>> BEGIN DOCUMENT TEXT

Construction and automotive repair often require controlled blends of adhesives and sealants. Reliable and efficient applications can depend on precise and repeatable placement of epoxies and other two-component (2K) adhesives and sealants for such tasks as concrete anchoring, crack injection, foam insulation, seam sealers, bumper repair, windshield installation, and sound deadening. Before 2K adhesives can be applied, however, they must be properly mixed; this mixing process cannot be taken for granted. Studies have shown that poorly mixed 2K adhesives can suffer a loss in adhesion strength, resulting in compromised long-term durability and reliability. Similarly, 2K sealants are often processed in a similar manner and the mixing process is critical for optimum results.

Fortunately, a significant advance was made recently in the state of fluid mixing dynamics. A patented 2K fluid mixing approach was developed by combining knowledge of fluid dynamics with computer-aided modeling and analysis. The new static mixing method provides complete mixing of 2K adhesives in a shorter length than earlier 2K mixer techniques. It yields excellent flow rates with thorough mixing of the two fluid components and 30% less retained fluid volume compared to previous disposable mixers.

Applying Adhesives with Static Mixers

Static mixers work with 2K cartridges and dispensers to apply a mixed adhesive or sealant in a precise ratio on demand where needed. Ideally, a 2K mixer will blend the two fluid components into one homogeneous fluid in the shortest distance possible―and with the least material waste. A short mixing time implies a mechanically short structure to perform the mixing of the fluid components, and the new 2K mixing method is based on an innovative flow path that achieves complete mixing of two fluid components, including adhesives and sealants, in a relatively short fluid path length.

This novel disposable static mixer is an improvement on existing square geometry when compared to earlier 2K fluid mixers with spiral geometries. It is designed to attach to most large-volume (≥ 200 mL) commercial 2K dispensing cartridges and systems and can handle many different fluids, including sealants and adhesives, for a range of industries, such as automotive, aerospace, construction, electronics, and maintenance, repair, and operations (MRO). The short length means that effective mixing can be achieved while at the same time providing the capability to position the fluid mixer/dispenser closer to the work surface.

The Role of Research

The new fluid mixing solution was developed through an understanding of fluid dynamics. The mixing of two fluids is complex and tends to be nonlinear in nature, as the aggregate viscosities of the fluids change during the mixing process and the viscosity of the final solution changes as it begins its curing process. Nonlinear behavior occurs at the interfaces of the two fluids but, by means of techniques such as fluid stretching, it is possible to analyze and model these nonlinear dynamics of the two mixing fluids.

>> END DOCUMENT TEXT
>> BEGIN ENTRIES SUPPLIED

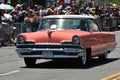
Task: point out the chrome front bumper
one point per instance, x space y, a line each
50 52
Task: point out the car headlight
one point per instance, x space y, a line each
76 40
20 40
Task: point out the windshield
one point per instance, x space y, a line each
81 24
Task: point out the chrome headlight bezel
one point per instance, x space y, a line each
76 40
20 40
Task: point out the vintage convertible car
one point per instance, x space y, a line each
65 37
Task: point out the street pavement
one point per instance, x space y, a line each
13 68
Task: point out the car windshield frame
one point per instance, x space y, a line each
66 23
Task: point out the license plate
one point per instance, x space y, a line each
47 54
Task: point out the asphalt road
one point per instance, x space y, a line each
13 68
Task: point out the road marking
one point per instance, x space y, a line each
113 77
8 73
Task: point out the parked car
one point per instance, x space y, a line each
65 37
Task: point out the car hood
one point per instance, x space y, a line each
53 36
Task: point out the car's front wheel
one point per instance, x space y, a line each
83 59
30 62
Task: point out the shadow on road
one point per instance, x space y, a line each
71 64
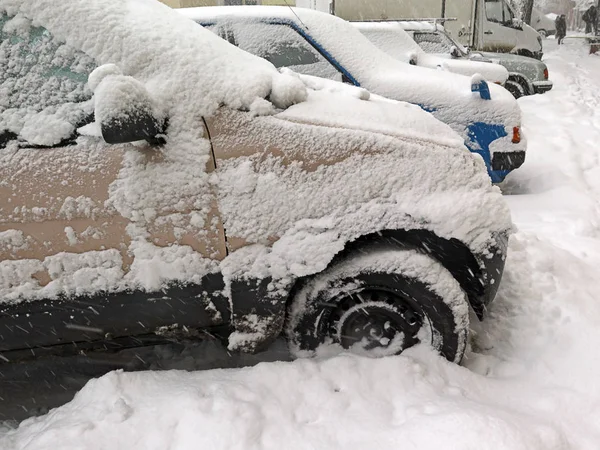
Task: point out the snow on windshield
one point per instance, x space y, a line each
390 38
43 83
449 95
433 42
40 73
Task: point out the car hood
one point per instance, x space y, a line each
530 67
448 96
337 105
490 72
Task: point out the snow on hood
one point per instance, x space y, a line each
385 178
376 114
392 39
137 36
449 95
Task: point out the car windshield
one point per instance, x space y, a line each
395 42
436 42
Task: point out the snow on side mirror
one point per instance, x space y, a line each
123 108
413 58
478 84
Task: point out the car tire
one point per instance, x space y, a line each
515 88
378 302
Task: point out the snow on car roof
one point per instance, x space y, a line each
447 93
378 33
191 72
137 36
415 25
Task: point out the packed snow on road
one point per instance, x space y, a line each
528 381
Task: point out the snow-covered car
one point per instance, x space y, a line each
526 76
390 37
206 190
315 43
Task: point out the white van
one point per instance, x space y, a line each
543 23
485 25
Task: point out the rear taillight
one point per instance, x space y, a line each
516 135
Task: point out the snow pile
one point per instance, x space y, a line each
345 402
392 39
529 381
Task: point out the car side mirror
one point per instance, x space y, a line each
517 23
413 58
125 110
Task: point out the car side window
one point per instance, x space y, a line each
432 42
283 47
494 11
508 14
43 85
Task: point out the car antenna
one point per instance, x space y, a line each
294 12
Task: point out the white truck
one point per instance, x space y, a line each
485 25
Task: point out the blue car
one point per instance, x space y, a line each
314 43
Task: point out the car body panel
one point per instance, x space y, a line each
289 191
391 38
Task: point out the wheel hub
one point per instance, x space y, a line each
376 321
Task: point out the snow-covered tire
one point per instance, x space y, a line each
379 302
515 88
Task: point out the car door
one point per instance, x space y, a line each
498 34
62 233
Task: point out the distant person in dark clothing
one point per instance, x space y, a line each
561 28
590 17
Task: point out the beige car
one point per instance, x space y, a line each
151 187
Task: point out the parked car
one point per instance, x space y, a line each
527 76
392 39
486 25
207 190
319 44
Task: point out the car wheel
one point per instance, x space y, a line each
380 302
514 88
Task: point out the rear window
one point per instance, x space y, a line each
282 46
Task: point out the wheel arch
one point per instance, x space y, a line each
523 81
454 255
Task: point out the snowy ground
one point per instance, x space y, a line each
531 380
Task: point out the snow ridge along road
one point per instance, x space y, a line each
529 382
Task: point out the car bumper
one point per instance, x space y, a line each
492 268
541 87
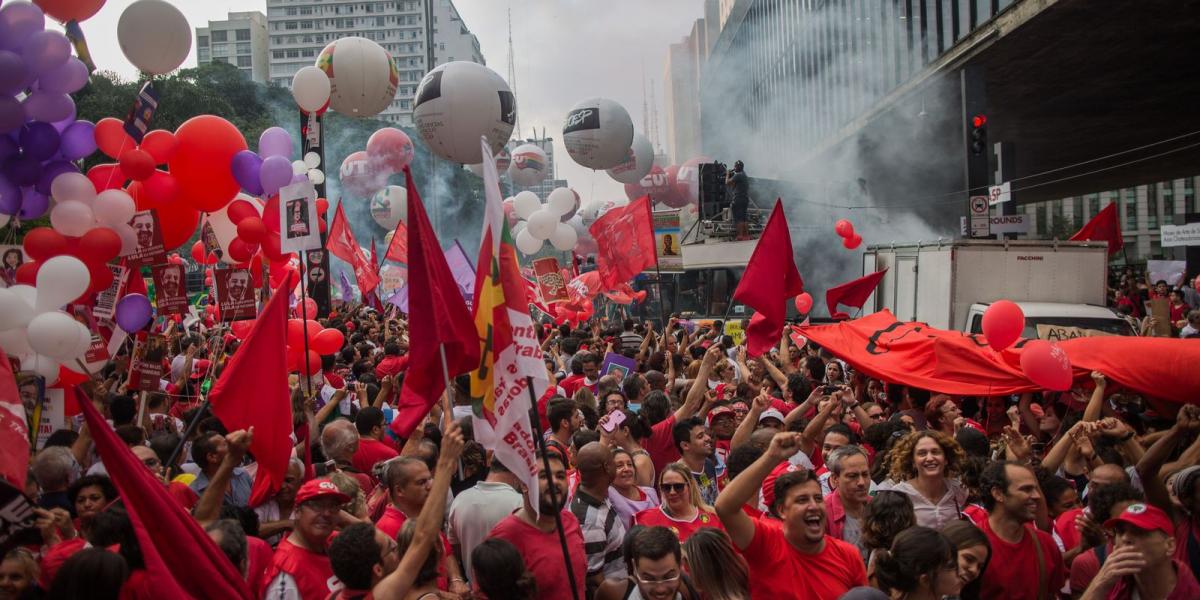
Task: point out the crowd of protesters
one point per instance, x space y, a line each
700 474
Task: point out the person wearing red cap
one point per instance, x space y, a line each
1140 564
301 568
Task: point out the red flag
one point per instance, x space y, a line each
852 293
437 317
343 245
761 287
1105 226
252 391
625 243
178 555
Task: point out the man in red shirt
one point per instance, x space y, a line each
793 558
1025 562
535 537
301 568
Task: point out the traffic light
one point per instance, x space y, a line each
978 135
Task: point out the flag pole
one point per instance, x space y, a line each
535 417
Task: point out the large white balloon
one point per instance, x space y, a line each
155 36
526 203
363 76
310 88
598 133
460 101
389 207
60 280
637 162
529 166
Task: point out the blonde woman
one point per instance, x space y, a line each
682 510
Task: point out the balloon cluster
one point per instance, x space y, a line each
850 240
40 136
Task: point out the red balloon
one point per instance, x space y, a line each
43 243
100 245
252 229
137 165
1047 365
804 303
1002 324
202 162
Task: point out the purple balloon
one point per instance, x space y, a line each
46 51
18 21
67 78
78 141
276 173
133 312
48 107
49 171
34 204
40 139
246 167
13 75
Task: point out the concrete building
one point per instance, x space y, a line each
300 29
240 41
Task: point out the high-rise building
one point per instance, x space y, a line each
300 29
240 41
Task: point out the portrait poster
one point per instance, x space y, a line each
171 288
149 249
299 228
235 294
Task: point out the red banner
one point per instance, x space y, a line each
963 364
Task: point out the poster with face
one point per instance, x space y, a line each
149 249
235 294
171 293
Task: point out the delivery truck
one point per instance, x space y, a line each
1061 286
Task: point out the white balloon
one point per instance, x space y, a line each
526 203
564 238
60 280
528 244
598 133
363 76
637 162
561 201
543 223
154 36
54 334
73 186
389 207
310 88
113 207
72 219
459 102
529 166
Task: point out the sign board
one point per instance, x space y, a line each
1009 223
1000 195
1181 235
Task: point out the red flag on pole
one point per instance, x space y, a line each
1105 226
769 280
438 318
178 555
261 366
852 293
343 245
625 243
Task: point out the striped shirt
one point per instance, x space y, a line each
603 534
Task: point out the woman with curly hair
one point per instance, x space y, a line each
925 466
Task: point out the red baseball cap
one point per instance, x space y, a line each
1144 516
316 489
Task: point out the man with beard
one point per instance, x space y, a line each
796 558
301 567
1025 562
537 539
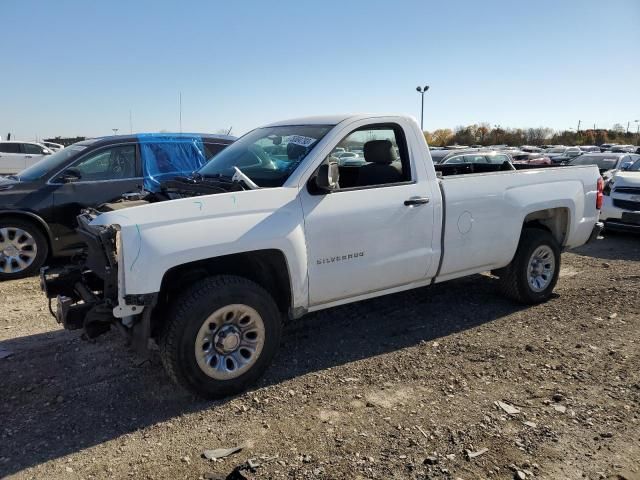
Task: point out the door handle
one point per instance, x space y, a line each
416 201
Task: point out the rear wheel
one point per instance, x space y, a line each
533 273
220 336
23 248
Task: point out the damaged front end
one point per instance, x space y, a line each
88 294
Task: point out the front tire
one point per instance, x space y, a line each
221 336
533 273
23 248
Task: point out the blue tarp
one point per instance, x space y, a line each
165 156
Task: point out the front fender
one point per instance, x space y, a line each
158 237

>> END ENTRIES SUPPLIED

• [ACTIONS TO TAKE]:
1) For each statement below, say whether it agrees with the article on static mixers for two-component adhesives, answering yes or no and quoting the deciding words of the article. (a) The new mixer retains less fluid volume than previous disposable mixers. (b) The new mixer is designed to attach only to cartridges smaller than 200 mL. (c) The article calls the mixing of two fluids simple and linear.
2) Answer these questions using the article on static mixers for two-component adhesives.
(a) What can poorly mixed 2K adhesives lose?
(b) What geometry did earlier 2K fluid mixers have?
(c) What technique does the article name for analyzing the nonlinear dynamics of the two mixing fluids?
3) Write the next part of the article on static mixers for two-component adhesives, picking up after its final sentence.

• [IN RESPONSE]:
1)
(a) Yes: "30% less retained fluid volume compared to previous disposable mixers"
(b) No: "It is designed to attach to most large-volume (≥ 200 mL) commercial 2K dispensing cartridges and systems"
(c) No: "The mixing of two fluids is complex and tends to be nonlinear in nature"

2)
(a) Adhesion strength
(b) Spiral geometries
(c) Fluid stretching

3)
Fluid mixing can occur in different ways, such as by random mixing, chaotic mixing and laminar mixing. In random mixing, random fluid structures are produced by the instabilities of the two moving fluids; in chaotic mixing, laminar flows can produce complex distributions of the two fluid components. The fluid motions change as functions of space and time, with inhomogeneous mixing effects such as fluid stretching occurring as fluids flow at different rates as a function of a given change in time, Dt. Because stretching is inhomogeneous, the challenge in developing an efficient mixing structure is to achieve a homogeneous solution of the two fluid components in the shortest mixing distance and time possible. Mathematical analysis allows the use of probability density functions to predict the mixing rates expected from different mixing geometries for given viscosities of fluid components, and a great deal of research has been performed on fluid mixing in this area, such as with models for the mixing of water in oil emulsions to better understand the fluid dynamics of 2K component fluids. The new mixer design approach uses laminar mixing because this method requires less energy to achieve a given mix quality.

Proprietary software also contributed to the development of the new 2K square disposable static mixer. The software, which required two years to develop, was used to analyze a large number of different mixing geometries for their resulting flow patterns when mixing two fluid components of similar viscosities. The computer analysis consisted of selecting an input pattern, such as D-shaped inlets, and then studying the flow patterns and flow rates produced by different mixing geometries. Hundreds of different fluid path angles and openings were simulated and analyzed, and then fabricated into prototype mixing structures to test actual flow rates and mixing effectiveness.

When evaluated by a customer needing to dispense a 2K adhesive with a battery-powered dispenser system, the new static mixer design yielded impressive results. The customer’s goals were to achieve improved flow rates in order to apply more adhesive in less time with less applied force. From an actual application, it was learned that the effectiveness of the new mixer design resulted in considerably shorter cure time for the adhesive. The new mixing geometry achieved a cure time of 90 min, vs. two hours for a conventional static mixer.

The new mixing approach was incorporated into a square mixer about one-third the length of a spiral mixer currently being used for this application. In comparison, the new mixer resulted in much less retained fluid within the square mixer compared to the longer, spiral mixer.

The new mixing geometry has been implemented in a line of commercial mixer products.* These mixers are produced with different numbers of wedge elements, depending upon desired mixer length and volume capacity, from nine to 41 mixing elements and housing lengths from 2.9-8.1 in. This choice of lengths provides some working flexibility, in being closer to the work surface with shorter mixers and having greater mixing efficacy with longer mixers. The new mixers are about 20% shorter than comparable square mixers currently on the market.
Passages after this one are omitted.